Data entries
______________________________
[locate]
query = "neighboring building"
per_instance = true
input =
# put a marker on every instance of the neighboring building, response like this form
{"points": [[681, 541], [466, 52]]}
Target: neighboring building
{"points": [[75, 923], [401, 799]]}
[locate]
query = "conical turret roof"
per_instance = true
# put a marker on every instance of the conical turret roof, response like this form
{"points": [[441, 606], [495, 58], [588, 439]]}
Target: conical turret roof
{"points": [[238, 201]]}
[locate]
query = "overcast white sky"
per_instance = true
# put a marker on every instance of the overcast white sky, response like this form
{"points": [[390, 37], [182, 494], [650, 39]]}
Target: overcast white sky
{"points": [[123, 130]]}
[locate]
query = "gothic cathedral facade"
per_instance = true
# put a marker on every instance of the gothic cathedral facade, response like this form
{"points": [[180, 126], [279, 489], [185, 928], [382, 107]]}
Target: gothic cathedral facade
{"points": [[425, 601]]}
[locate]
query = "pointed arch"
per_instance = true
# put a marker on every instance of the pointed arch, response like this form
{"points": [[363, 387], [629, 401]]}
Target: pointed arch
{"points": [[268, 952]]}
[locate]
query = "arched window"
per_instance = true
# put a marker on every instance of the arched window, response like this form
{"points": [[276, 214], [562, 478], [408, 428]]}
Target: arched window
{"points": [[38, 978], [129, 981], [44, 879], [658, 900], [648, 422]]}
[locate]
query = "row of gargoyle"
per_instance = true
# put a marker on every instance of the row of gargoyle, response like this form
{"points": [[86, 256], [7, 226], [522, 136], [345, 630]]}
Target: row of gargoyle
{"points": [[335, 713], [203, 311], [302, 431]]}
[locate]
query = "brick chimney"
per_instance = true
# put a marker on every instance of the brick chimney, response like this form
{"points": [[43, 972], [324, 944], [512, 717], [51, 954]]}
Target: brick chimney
______________________________
GIVEN EXERCISE:
Reproduce all of the material above, changing every "put a marker" to "place a point" and leaving everything else as it is.

EXERCISE OUTPUT:
[locate]
query = "neighboring building"
per_instance = true
input =
# place a point on every instance of the neighboring building, response like this form
{"points": [[681, 541], [466, 52]]}
Target: neighboring building
{"points": [[75, 923], [401, 799]]}
[locate]
query = "conical turret roof"
per_instance = true
# place a point on every instance of the conical turret roof, response like this form
{"points": [[441, 606], [495, 58], [588, 439]]}
Target: conical turret roof
{"points": [[238, 201]]}
[locate]
query = "overcast white sky"
per_instance = true
# place a point on every instance of the overcast white sky, response like this form
{"points": [[390, 37], [182, 494], [650, 39]]}
Target: overcast white sky
{"points": [[123, 130]]}
[locate]
query = "gothic cathedral facade"
per_instance = true
# place a point on every instance of the gothic cathedral facade, response like this form
{"points": [[180, 126], [279, 489], [185, 928], [382, 107]]}
Target: gothic cathedral facade
{"points": [[425, 601]]}
[locate]
query = "pointed arch"
per_instance = true
# place a point on every instance of the pointed arch, response like this form
{"points": [[363, 387], [629, 401]]}
Target: pointed arch
{"points": [[268, 952]]}
[locate]
query = "arched window"
per_instance = true
# place a point on every instance of the arched window, response like this form
{"points": [[276, 214], [562, 478], [408, 428]]}
Target: arched window
{"points": [[38, 978], [129, 981], [44, 879], [658, 900], [648, 422]]}
[locate]
query = "row of gargoyle"
per_instance = true
# place a point on every instance of the row of gargoyle, response like this form
{"points": [[86, 256], [7, 226], [522, 136], [345, 630]]}
Target: row of gargoyle
{"points": [[335, 713], [203, 311], [302, 431]]}
[locate]
query = "brick chimney"
per_instance = true
# place a point on every instance of the brick chimney, response like this form
{"points": [[43, 972], [324, 944], [512, 717], [51, 954]]}
Target: brick chimney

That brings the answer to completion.